SET PROBLEM: Copy the listing below word for word, leaving out the pictures.
—————
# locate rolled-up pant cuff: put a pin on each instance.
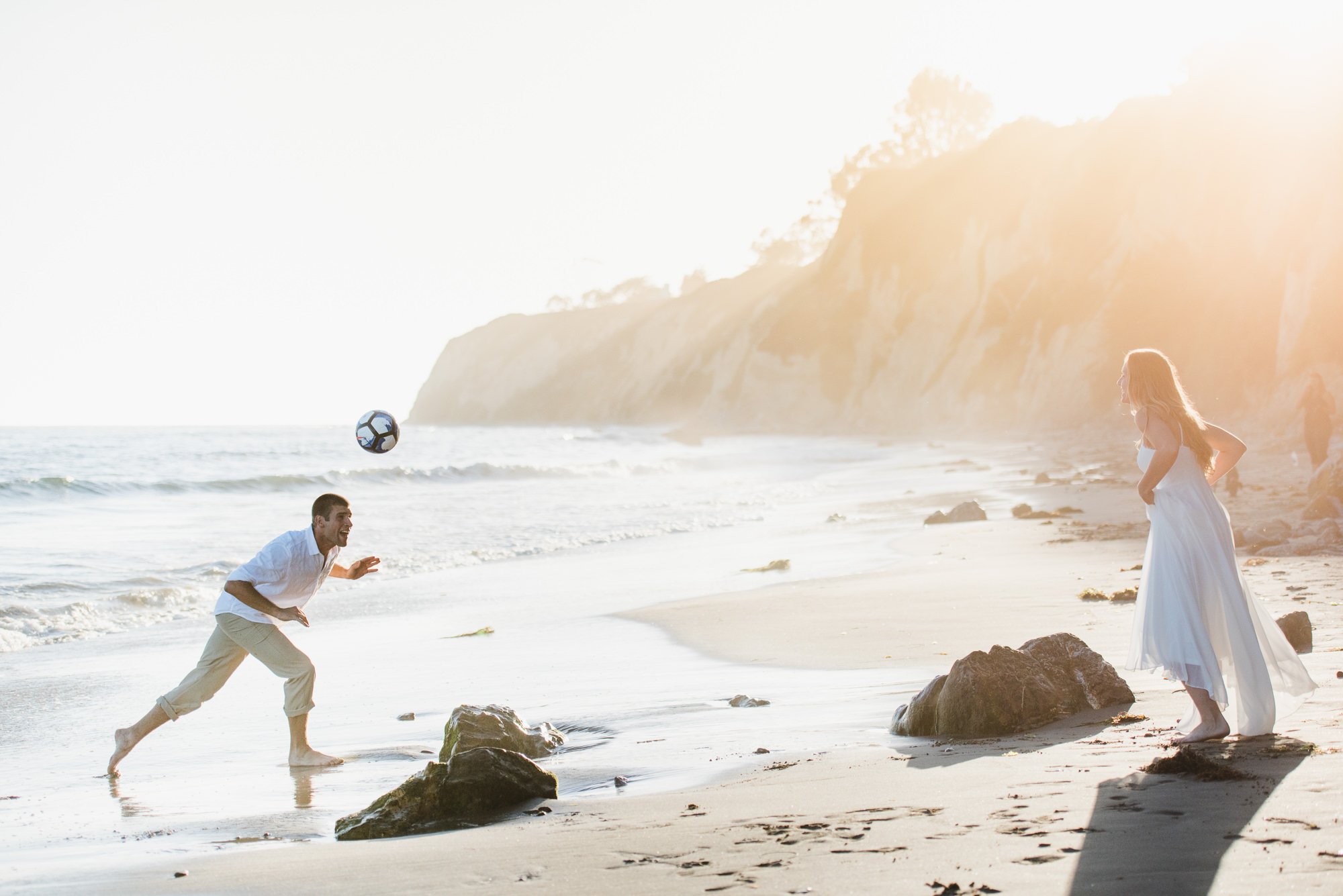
(303, 710)
(169, 709)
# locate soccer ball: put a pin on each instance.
(378, 432)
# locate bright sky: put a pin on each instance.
(279, 212)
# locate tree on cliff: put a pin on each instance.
(939, 114)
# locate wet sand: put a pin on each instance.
(1063, 809)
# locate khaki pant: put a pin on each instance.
(229, 646)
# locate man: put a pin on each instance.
(269, 589)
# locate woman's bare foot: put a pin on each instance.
(1207, 732)
(307, 757)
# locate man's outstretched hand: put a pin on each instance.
(363, 566)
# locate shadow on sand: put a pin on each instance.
(1168, 834)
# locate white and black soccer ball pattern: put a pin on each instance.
(378, 432)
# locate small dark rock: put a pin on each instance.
(773, 566)
(476, 784)
(1192, 762)
(1297, 627)
(1024, 511)
(743, 701)
(495, 726)
(966, 511)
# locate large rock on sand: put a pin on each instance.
(1005, 691)
(1297, 627)
(475, 785)
(964, 513)
(495, 726)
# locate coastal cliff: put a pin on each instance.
(1000, 283)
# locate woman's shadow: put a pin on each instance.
(1160, 834)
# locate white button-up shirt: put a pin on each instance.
(288, 572)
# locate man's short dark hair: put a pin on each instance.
(327, 503)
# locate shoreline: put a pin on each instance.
(1059, 809)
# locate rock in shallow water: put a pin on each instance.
(495, 726)
(743, 701)
(1005, 691)
(473, 785)
(966, 511)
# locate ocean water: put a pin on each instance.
(116, 542)
(105, 530)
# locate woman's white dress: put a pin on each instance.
(1196, 615)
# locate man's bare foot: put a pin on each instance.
(307, 758)
(126, 741)
(1207, 732)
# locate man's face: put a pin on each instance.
(335, 528)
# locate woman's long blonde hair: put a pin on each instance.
(1154, 384)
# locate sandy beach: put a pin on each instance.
(1063, 809)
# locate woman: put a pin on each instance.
(1196, 616)
(1319, 419)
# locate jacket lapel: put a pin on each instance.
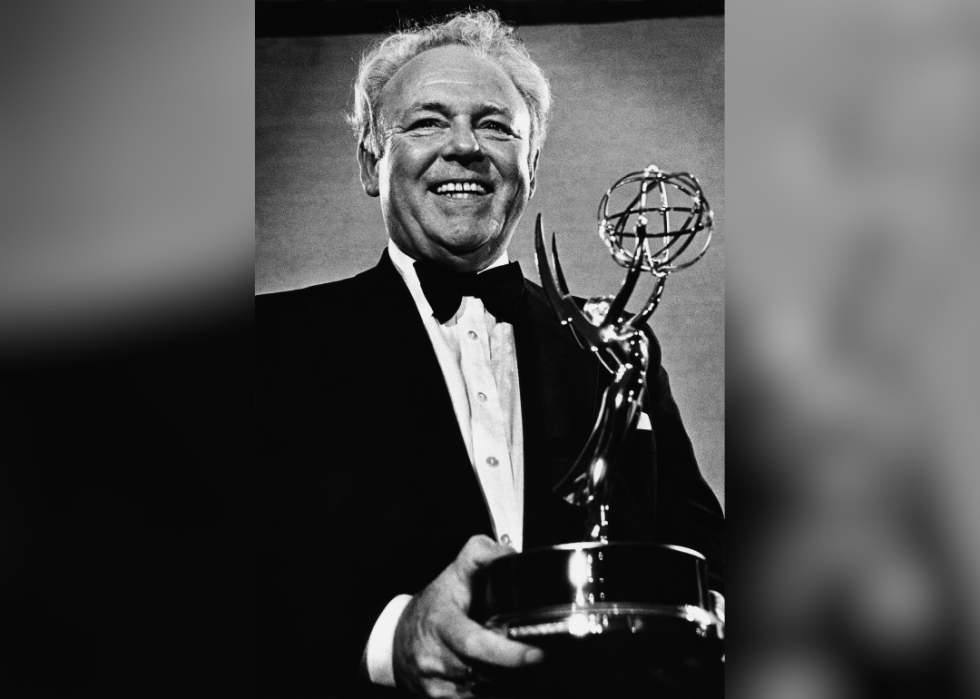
(400, 376)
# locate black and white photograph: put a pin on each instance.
(490, 402)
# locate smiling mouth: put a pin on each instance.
(461, 189)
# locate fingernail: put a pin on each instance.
(534, 655)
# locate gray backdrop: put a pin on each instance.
(625, 95)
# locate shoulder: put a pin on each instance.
(301, 305)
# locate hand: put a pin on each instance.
(435, 640)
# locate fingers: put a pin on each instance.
(478, 552)
(470, 640)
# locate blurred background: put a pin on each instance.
(852, 156)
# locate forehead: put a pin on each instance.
(456, 76)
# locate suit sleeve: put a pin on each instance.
(316, 600)
(687, 511)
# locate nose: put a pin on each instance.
(462, 142)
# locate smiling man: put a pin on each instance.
(413, 420)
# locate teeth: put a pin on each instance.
(462, 187)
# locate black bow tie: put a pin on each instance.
(499, 288)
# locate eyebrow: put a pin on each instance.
(441, 108)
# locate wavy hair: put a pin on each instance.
(481, 31)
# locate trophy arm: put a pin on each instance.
(643, 316)
(587, 482)
(563, 306)
(626, 290)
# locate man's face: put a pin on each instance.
(455, 175)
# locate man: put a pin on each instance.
(414, 419)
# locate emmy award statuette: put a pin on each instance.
(614, 619)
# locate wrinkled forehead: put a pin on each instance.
(455, 75)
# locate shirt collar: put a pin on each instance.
(405, 266)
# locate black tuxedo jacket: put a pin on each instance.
(366, 489)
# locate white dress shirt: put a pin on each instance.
(478, 359)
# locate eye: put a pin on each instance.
(425, 123)
(497, 126)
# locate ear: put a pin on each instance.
(369, 171)
(533, 173)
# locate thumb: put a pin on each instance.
(478, 552)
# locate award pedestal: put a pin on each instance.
(615, 619)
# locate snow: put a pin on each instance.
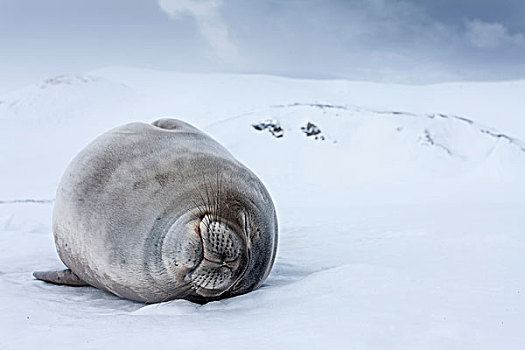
(401, 228)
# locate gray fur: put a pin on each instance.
(159, 212)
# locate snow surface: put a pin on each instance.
(401, 225)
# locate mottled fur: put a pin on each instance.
(133, 207)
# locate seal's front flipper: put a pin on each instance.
(66, 277)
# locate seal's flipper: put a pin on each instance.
(66, 277)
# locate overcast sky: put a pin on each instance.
(400, 41)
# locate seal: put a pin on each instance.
(161, 211)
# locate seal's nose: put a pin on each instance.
(221, 262)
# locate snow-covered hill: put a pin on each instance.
(400, 211)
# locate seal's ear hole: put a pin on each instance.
(167, 124)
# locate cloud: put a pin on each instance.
(486, 35)
(210, 22)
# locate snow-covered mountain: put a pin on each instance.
(266, 121)
(400, 211)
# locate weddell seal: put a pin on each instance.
(160, 212)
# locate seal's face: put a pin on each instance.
(209, 251)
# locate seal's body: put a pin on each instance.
(159, 212)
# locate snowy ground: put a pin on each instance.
(397, 230)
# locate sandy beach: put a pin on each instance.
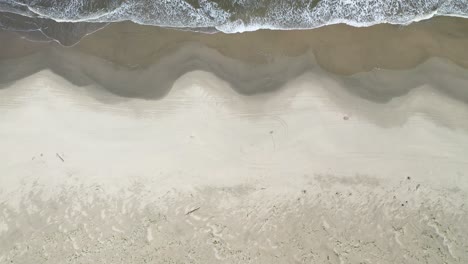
(142, 144)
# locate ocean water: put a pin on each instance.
(63, 20)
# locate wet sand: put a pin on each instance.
(140, 144)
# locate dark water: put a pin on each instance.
(68, 20)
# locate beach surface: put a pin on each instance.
(148, 145)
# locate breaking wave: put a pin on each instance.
(229, 16)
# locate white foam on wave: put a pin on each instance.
(278, 16)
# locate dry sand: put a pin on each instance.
(186, 148)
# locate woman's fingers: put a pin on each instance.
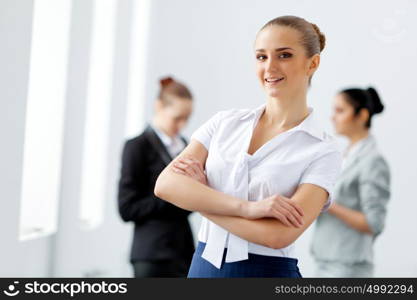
(289, 216)
(193, 163)
(186, 168)
(291, 211)
(178, 170)
(281, 217)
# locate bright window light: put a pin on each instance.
(44, 118)
(94, 173)
(137, 67)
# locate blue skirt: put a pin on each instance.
(255, 266)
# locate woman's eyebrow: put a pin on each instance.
(277, 50)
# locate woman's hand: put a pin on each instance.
(276, 206)
(190, 167)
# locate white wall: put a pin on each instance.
(208, 44)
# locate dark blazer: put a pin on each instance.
(162, 230)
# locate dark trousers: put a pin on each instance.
(256, 266)
(161, 268)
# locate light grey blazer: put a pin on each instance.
(363, 185)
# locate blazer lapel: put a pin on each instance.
(369, 145)
(158, 145)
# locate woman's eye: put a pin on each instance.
(285, 55)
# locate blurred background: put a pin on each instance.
(77, 78)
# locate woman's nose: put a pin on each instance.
(271, 65)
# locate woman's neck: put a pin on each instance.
(285, 113)
(358, 136)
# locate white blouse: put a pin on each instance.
(303, 154)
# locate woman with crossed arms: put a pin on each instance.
(259, 177)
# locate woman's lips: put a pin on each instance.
(273, 80)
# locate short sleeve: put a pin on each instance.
(324, 171)
(204, 133)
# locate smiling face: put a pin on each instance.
(282, 65)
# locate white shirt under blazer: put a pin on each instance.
(303, 154)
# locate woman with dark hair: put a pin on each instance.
(163, 244)
(269, 170)
(343, 241)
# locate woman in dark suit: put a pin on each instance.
(163, 244)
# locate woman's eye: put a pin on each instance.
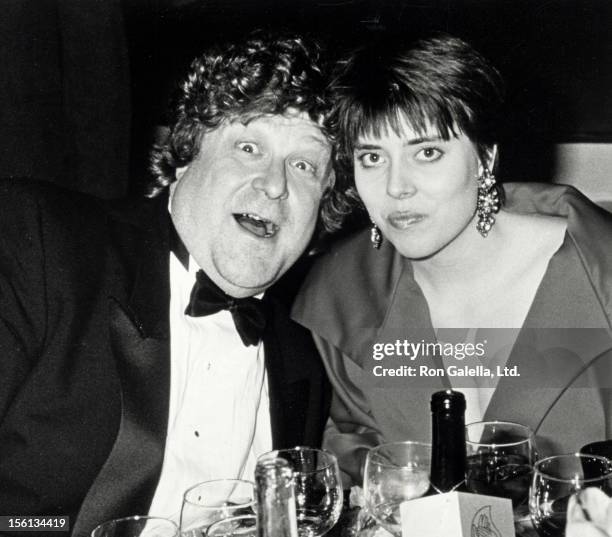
(429, 154)
(370, 160)
(248, 147)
—————
TASK OUTPUT:
# locate rolled-up pant cuff: put a pin on each instance.
(303, 710)
(169, 709)
# locate soccer ball: put a pin on each instance.
(378, 432)
# locate bright sky: put a pin on each instance.
(279, 212)
# locate tree on cliff: put a pin on each instance.
(939, 114)
# locate wet sand: put a pin on each instance.
(1063, 809)
# locate khaki pant: put a pin on each instance.
(229, 646)
# locate man: put a pin on each instance.
(269, 589)
# locate woman's bare foot: put a pin on each instance.
(1207, 732)
(307, 757)
# locate man's outstretched hand: put a pin on each instance.
(363, 566)
# locate shadow on sand: put a pin on each instance.
(1168, 834)
# locate white and black soccer ball pattern: put a pin on each instance.
(378, 432)
# locate small dark rock: put a pin on each instance.
(773, 566)
(476, 784)
(1192, 762)
(1297, 627)
(1024, 511)
(743, 701)
(495, 726)
(966, 511)
# locate large rock on sand: put a pin on each instance.
(1005, 691)
(1297, 627)
(475, 785)
(964, 513)
(495, 726)
# locate coastal cliff: put a pin on each instance.
(1000, 283)
# locate woman's shadow: put a pin on each instance.
(1160, 834)
# locate white button-up shirt: put a pin on each instance.
(288, 572)
# locate man's short dark hair: put a pin on each instance.
(327, 503)
# locate shoreline: put a pin on each instance.
(1059, 809)
# locate rock in shallow water: put a pin on each instance.
(495, 726)
(743, 701)
(1005, 691)
(473, 785)
(966, 511)
# locate ocean water: put a pin on each instance.
(116, 542)
(105, 530)
# locate woman's white dress: put a pin on each instance.
(1196, 615)
# locate man's bare foot: put a pin on each instance.
(307, 758)
(126, 741)
(1207, 732)
# locate man's face: put a pin on each instance.
(335, 528)
# locate woman's long blonde hair: put a pin on each instance.
(1154, 384)
# locate sandy beach: put a pin on each instance.
(1063, 809)
# locate woman: put a pin on each instance.
(1196, 616)
(1319, 419)
# locate jacket lapel: put a pin on each instance.
(400, 376)
# locate black and white photograph: put a pin on each instance.
(490, 402)
# locate smiling mouth: put a pin on each instance.
(461, 189)
# locate fingernail: put a pin on each instance.
(534, 655)
# locate gray backdrop: put a pin on each instance.
(625, 95)
# locate shoulder: put a pin on each instance.
(301, 305)
# locate hand: put a pin on each instance.
(435, 640)
# locate fingers: put a pin on each instance.
(478, 552)
(470, 640)
# locate blurred background: put a pin on each instance.
(852, 156)
# locate forehead: put a pin on each instance.
(456, 76)
# locate suit sleeve: put a pin on each instance.
(316, 600)
(687, 511)
# locate nose: put a pin on each instance.
(462, 142)
# locate smiling man: put a pin on each instance.
(413, 420)
# locate teeth: put a pin on each instance.
(462, 187)
# locate black bow tie: put a pin on each instance.
(499, 288)
# locate eyebrow: put a pin on each instance.
(441, 108)
# locate wavy hair: put a pin on each instance.
(481, 31)
# locate trophy arm: put a pin on each instance.
(643, 316)
(587, 482)
(563, 306)
(626, 290)
# locate man's face: put a pin on each instance.
(455, 175)
# locate man: put a pin on each instance.
(414, 419)
# locate emmy award statuette: put a pin on each instance.
(614, 619)
# locate wrinkled forehead: put a pin on each instance.
(455, 75)
# locate shirt collar: put a pin on each instance.
(405, 266)
# locate black tuxedo jacket: put a pin on each instance.
(366, 489)
# locate white dress shirt: put a pin on each instance.
(478, 359)
# locate eye: put a pin on each instance.
(425, 123)
(497, 126)
# locate ear: put a pin on each instance.
(369, 171)
(533, 173)
# locate thumb: put a pin on each instance.
(478, 552)
# locate award pedestal: put a pin on each instance.
(615, 619)
# locate snow: put a pin on each instance.
(401, 228)
# locate gray fur: put a pin on each instance.
(159, 212)
# locate snow surface: put a pin on each instance.
(401, 225)
# locate mottled fur: put a pin on each instance.
(133, 207)
# locate seal's front flipper: put a pin on each instance.
(66, 277)
# locate seal's flipper: put a pin on each instance.
(66, 277)
# locate overcast sky: put a pin on each instance.
(400, 41)
# locate seal: put a pin on each instance.
(161, 211)
# locate seal's nose: put a pin on each instance.
(221, 262)
# locate snow-covered hill: put a pin on each instance.
(400, 211)
# locate seal's ear hole: put a pin on each instance.
(167, 124)
# locate cloud: put a pin on each instance.
(486, 35)
(210, 22)
# locate snow-covered mountain: put a pin on each instance.
(266, 121)
(400, 211)
# locate weddell seal: put a pin on each instance.
(160, 212)
# locate seal's face: put a pin on each instance.
(209, 251)
# locate seal's body: put a pin on each instance.
(159, 212)
# locate snowy ground: put a pin on each instance.
(397, 230)
# locate sandy beach: put a pin on each instance.
(142, 144)
# locate ocean water: put a pin on each instance.
(63, 20)
# locate wet sand: put a pin on each instance.
(140, 144)
# locate dark water: put a pin on each instance.
(68, 20)
# locate beach surface: put a pin on each instance.
(148, 145)
# locate breaking wave: put a pin on each instance.
(229, 16)
# locate white foam on wave: put a pin on each instance.
(278, 16)
# locate dry sand: put a pin on each instance.
(186, 148)
# locate woman's fingers: put a pin on each instance.
(289, 216)
(193, 163)
(186, 168)
(291, 211)
(178, 170)
(281, 217)
# locate bright window light: put a pin on each instance.
(44, 118)
(94, 173)
(137, 67)
# locate blue skirt: put a pin on each instance.
(255, 266)
# locate woman's eyebrow: put a pin on each instance.
(277, 50)
# locate woman's hand: put a pin on each instance.
(276, 206)
(190, 167)
# locate white wall: put a pin on each instance.
(208, 44)
# locate dark blazer: put a pin on each instance.
(162, 230)
# locate dark trousers: put a pin on each instance.
(256, 266)
(161, 268)
# locate light grey blazer: put a pin on each instance.
(363, 185)
# locate blazer lapel: put a pin on each instance.
(369, 145)
(158, 145)
# locate woman's eye: put a pin on each instance.
(285, 55)
# locate blurred background: put a pin on each instance.
(77, 78)
# locate woman's nose: put a pin on each instance.
(271, 65)
# locate woman's neck: put a pin on each instance.
(285, 113)
(358, 136)
# locate white blouse: put a pin on each instance.
(303, 154)
# locate woman with crossed arms: put a pin on each instance.
(259, 177)
# locate woman's lips: put a pin on each instance.
(273, 80)
# locate short sleeve: put a pin on each instance.
(324, 171)
(204, 133)
# locate smiling face: put a pin on each instance.
(282, 65)
# locate white shirt under blazer: put a pin on each instance.
(303, 154)
# locate woman with dark hair: put a pin on each instance.
(163, 244)
(269, 170)
(343, 241)
# locate woman in dark suit: put a pin on each instance.
(163, 244)
# locate woman's eye: put a pin on each instance.
(429, 154)
(370, 160)
(248, 147)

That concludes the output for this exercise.